Extract to read:
^^^^^^^^^^^^^^^^
ChatGPT is different. It’s not a medical device or digital therapy programmed to address a specific or measurable medical problem. And it doesn’t contain a simple algorithm that regulators can evaluate for efficacy and safety. The reality is that any GPT-4 user today can type in a query and receive detailed medical advice in seconds. ChatGPT is a broad facilitator of information, not a narrowly focused, clinical tool. Therefore, it defies the types of analysis regulators traditionally apply.

In that way, ChatGPT is similar to the telephone. Regulators can evaluate the safety of smartphones, measuring how much electromagnetic radiation it gives off or whether the device, itself, poses a fire hazard. But they can’t regulate the safety of how people use it. Friends can and often do give each other terrible advice by phone.

Therefore, aside from blocking ChatGPT outright, there’s no way to stop individuals from asking it for a diagnosis, medication recommendation or help with deciding on alternative medical treatments. And while the technology has been temporarily banned in Italy, that’s unlikely to happen in the United States.
^^^^^^^^^^^^^^^^
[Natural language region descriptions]
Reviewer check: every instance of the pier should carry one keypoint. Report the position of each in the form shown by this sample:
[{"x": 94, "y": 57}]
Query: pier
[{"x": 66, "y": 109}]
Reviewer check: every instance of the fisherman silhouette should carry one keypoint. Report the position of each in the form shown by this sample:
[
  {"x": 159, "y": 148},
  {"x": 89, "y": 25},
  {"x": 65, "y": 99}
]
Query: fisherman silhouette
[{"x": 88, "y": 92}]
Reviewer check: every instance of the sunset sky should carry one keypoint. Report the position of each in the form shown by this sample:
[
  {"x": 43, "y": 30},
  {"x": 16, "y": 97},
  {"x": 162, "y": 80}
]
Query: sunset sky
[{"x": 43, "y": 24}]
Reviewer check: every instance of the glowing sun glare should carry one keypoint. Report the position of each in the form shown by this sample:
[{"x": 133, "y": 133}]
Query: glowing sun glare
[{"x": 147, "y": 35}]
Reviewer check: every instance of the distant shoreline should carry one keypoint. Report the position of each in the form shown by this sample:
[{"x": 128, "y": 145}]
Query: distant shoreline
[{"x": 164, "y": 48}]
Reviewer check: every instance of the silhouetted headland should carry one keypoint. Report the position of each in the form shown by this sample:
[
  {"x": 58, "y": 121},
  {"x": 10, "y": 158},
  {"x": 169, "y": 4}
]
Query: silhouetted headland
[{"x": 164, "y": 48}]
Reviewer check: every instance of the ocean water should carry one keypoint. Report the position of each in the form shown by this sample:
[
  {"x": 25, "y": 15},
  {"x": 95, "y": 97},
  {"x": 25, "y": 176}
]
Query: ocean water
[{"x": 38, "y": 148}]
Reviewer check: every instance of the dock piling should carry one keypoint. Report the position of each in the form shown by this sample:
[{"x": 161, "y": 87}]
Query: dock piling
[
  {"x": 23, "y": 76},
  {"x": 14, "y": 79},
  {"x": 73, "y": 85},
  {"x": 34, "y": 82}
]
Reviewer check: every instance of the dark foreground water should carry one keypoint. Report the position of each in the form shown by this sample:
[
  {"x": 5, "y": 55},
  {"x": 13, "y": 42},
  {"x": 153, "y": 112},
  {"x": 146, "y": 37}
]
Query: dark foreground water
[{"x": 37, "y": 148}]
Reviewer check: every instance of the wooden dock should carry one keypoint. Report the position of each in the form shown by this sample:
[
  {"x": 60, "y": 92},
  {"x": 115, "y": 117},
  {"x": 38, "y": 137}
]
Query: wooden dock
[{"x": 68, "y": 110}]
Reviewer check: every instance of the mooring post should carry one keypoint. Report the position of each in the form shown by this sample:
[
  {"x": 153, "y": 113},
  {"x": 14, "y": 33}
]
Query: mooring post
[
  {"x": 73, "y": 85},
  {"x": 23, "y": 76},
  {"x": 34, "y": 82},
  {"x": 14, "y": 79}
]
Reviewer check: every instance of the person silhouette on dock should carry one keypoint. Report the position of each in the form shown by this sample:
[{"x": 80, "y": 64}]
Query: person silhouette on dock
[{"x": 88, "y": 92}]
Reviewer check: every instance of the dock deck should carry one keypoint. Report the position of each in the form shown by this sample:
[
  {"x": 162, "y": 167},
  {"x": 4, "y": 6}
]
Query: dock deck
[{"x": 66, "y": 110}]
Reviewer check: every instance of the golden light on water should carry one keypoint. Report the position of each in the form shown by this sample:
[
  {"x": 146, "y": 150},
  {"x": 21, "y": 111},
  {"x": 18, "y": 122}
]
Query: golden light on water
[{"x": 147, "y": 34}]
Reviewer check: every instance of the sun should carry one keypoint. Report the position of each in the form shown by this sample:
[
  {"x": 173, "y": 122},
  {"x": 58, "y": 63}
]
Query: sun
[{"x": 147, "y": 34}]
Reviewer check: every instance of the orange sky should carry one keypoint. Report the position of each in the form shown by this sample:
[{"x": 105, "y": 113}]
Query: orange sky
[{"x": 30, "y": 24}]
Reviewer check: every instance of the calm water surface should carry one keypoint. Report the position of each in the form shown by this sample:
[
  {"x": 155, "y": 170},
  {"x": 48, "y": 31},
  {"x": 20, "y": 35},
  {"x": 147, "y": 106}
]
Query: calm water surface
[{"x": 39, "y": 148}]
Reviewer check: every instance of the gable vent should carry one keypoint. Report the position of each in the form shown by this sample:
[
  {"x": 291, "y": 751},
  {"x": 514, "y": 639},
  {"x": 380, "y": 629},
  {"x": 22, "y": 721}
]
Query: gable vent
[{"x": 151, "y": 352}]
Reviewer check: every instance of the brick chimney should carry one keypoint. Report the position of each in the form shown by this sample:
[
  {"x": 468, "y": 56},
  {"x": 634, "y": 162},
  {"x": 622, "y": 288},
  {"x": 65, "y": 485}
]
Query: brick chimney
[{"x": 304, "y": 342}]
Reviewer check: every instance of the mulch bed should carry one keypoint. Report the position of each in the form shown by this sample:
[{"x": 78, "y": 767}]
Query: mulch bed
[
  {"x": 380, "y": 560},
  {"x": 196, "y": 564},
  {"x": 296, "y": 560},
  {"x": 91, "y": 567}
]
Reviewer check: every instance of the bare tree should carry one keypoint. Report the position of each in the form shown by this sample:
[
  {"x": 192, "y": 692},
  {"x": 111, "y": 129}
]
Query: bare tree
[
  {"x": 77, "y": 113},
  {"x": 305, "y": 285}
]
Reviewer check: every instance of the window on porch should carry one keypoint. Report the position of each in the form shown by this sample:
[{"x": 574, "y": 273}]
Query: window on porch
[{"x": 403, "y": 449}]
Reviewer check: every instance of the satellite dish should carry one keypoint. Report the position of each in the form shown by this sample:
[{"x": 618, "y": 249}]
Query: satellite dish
^^^^^^^^^^^^^^^^
Brief A:
Answer these questions from the text on ChatGPT.
(i) What kind of algorithm does ChatGPT not contain?
(ii) What device is ChatGPT compared to?
(iii) In which country has the technology been temporarily banned?
Brief B: Translate this sentence from the text on ChatGPT into Spanish: "Friends can and often do give each other terrible advice by phone."
Brief C: Copy the stretch of the text on ChatGPT from "In that way, ChatGPT" through "advice by phone.", word for word.

Output A:
(i) A simple algorithm that regulators can evaluate for efficacy and safety.
(ii) The telephone.
(iii) Italy.

Output B: Los amigos pueden darse, y a menudo se dan, consejos terribles por teléfono.

Output C:
In that way, ChatGPT is similar to the telephone. Regulators can evaluate the safety of smartphones, measuring how much electromagnetic radiation it gives off or whether the device, itself, poses a fire hazard. But they can’t regulate the safety of how people use it. Friends can and often do give each other terrible advice by phone.